[TEXT SECTION]
════
[CI] Skip tests failing on main (#25326)

Signed-off-by: Woosuk Kwon <woosuk.kwon@berkeley.edu>
2025-09-20 19:57:46 -07:00
parent 572ddf83ce
commit 72dd1595b4
4 changed files with 10 additions and 2 deletions
--- a/tests/models/quantization/test_fp8.py
+++ b/tests/models/quantization/test_fp8.py
@@ -32,7 +32,7 @@ from ..utils import check_logprobs_close
 # Due to low-precision numerical divergence, we only test logprob of 4 tokens
@pytest.mark.parametrize("max_tokens", [4])
@pytest.mark.parametrize("enforce_eager", [True])
-@pytest.mark.parametrize("backend", ["FLASH_ATTN", "XFORMERS"])
+@pytest.mark.parametrize("backend", ["FLASH_ATTN"])
 # NOTE: Increasing this in this suite will fail CI because we currently cannot
 # reset distributed env properly. Use a value > 1 just when you test.
@pytest.mark.parametrize("tensor_parallel_size", [1])
@@ -57,6 +57,9 @@ def test_models(
        pytest.skip(
            f"{kv_cache_dtype} is currently not supported on ROCm/HIP.")

+    if not current_platform.is_kv_cache_dtype_supported(kv_cache_dtype, None):
+        pytest.skip(f"{kv_cache_dtype} is not supported on this platform.")
+
    with monkeypatch.context() as m:
        m.setenv("TOKENIZERS_PARALLELISM", 'true')
        m.setenv(STR_BACKEND_ENV_VAR, backend)
════
[INFORMATION GIVEN]
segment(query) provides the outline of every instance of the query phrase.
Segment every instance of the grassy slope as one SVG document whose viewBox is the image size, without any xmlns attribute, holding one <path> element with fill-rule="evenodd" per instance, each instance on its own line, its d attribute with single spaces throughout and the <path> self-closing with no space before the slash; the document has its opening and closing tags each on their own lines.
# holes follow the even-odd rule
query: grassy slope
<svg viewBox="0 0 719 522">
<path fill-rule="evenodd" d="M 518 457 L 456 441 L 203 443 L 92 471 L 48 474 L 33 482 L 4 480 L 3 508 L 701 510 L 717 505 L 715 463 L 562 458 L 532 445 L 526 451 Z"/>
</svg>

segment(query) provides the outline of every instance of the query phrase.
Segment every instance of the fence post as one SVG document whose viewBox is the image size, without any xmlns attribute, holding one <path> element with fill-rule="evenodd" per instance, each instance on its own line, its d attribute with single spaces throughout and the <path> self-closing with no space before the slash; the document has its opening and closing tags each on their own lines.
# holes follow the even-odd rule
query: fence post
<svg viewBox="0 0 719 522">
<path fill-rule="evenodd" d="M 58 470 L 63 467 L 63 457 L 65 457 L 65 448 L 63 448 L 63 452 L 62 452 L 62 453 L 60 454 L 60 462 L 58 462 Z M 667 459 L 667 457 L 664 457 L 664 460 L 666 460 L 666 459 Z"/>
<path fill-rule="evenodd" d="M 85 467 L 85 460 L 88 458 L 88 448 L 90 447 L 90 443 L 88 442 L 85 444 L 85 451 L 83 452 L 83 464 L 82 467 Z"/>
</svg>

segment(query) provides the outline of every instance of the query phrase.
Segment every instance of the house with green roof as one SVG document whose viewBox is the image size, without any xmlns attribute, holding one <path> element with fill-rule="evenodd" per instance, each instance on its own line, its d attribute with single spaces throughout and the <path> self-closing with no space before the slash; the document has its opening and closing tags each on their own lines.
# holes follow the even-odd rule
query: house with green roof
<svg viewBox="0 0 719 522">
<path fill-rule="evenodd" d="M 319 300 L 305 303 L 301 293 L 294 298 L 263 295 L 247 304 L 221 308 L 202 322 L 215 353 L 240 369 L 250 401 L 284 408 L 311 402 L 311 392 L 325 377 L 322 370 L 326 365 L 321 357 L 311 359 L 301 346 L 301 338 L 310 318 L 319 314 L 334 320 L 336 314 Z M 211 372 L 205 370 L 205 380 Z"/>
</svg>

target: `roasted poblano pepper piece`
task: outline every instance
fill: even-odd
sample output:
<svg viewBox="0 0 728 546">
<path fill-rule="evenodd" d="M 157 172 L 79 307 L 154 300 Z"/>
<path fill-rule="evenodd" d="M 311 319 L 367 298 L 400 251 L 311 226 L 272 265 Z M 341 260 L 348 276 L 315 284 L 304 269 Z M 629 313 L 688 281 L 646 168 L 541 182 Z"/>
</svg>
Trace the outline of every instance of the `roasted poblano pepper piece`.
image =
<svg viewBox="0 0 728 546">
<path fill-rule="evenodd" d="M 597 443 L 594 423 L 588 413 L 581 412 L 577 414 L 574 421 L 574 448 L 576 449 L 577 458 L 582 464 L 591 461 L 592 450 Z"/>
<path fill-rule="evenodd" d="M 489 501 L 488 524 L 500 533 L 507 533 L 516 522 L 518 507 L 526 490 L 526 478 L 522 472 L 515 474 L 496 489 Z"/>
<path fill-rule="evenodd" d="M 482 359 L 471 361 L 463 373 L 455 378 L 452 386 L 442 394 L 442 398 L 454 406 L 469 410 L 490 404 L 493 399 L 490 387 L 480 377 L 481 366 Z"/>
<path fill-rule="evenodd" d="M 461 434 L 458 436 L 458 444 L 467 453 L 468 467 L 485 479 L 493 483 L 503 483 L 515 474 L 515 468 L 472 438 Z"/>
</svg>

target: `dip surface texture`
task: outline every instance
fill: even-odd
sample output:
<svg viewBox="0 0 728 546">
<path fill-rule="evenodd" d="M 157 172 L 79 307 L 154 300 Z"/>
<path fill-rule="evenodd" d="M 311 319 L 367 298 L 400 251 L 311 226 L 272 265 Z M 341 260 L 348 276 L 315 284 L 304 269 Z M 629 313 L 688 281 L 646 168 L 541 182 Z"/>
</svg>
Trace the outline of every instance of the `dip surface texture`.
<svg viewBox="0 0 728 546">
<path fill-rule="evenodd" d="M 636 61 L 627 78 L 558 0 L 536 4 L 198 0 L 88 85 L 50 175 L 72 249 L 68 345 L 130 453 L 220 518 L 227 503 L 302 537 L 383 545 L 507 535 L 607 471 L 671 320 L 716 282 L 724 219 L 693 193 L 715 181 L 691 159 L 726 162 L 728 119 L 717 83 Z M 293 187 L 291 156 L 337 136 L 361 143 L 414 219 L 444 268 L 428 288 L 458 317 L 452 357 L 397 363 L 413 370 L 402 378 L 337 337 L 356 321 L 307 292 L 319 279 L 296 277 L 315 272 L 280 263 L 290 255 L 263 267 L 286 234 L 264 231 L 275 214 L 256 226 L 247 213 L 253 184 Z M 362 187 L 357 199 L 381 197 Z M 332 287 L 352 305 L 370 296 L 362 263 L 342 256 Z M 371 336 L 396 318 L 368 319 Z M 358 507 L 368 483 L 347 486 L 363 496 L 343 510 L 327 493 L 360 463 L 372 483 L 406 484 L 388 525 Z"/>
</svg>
════
[DIRECTIVE 1] Using the commit diff, decide whether each statement is true: (a) the commit drops "XFORMERS" from the backend parametrization; (b) the commit reports 12 additions; (c) the tensor_parallel_size parameter is set to 1. For each, give yes or no and quote the words of the diff that settle it.
[DIRECTIVE 2] Find every line of the rows that contains the string "poblano".

[FINAL RESULT 1]
(a) Yes: "-@pytest.mark.parametrize("backend", ["FLASH_ATTN", "XFORMERS"])" becomes "+@pytest.mark.parametrize("backend", ["FLASH_ATTN"])".
(b) No: "4 changed files with 10 additions and 2 deletions".
(c) Yes: "@pytest.mark.parametrize("tensor_parallel_size", [1])".

[FINAL RESULT 2]
target: `roasted poblano pepper piece`
Trace the outline of every instance of the `roasted poblano pepper piece`.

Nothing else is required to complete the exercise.